Last week, the Fifth Circuit Court of Appeals momentarily restored Texas’ ban on school mask mandates. Now, the court has agreed to keep the prohibition in effect while it considers the case, a lawsuit between the state and the advocacy group Disability Rights Texas.
The group, suing on behalf of several children with disabilities or fragile immune systems, claims that Governor Greg Abbott’s prohibition on mask mandates puts these children at higher risk of harm from COVID-19, thus hindering their right to public school access.
Disability Rights Texas initially won at district court when federal judge Lee Yeakel granted their request to enjoin Abbott’s executive order GA-38, thereby letting schools require masks.
Texas appealed the case to the Fifth Circuit, which restored Abbott’s mask mandate ban on November 24, granting the state’s request for a temporary administrative stay with a one-page order.
The court then issued a second order on Wednesday granting the state’s request for a stay pending appeal, shoring up the first order. While this most recent order does not change the fact that school mask mandates are still halted in Texas, it is a crucial step in the legal process, lengthening the life of the mask mandate ban while the court considers the appeal.

+-------+

• ACTIVITY
According to the article on Texas' school mask mandate ban, on what date did the Fifth Circuit restore the ban? The data after this comes from an unrelated source.

• DATA BLOCK

+-------+

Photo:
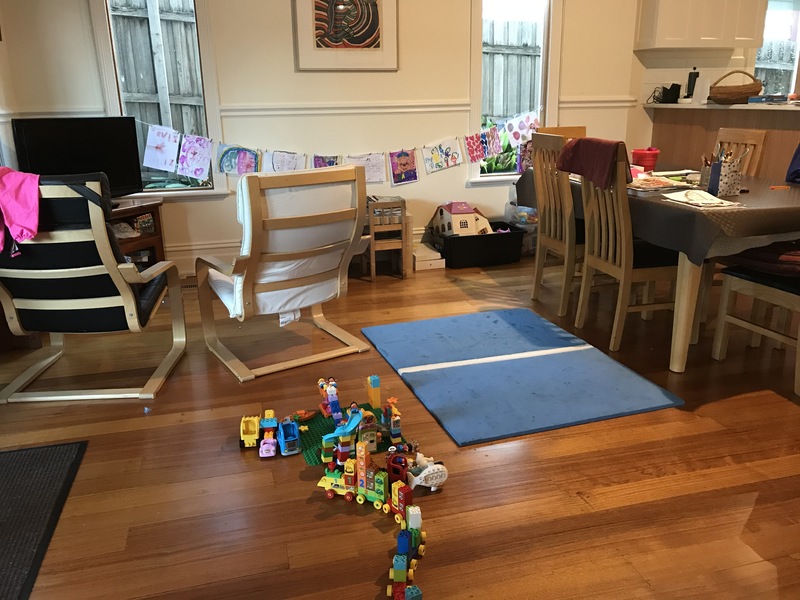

+-------+

• RESULT OF THE EXERCISE
November 24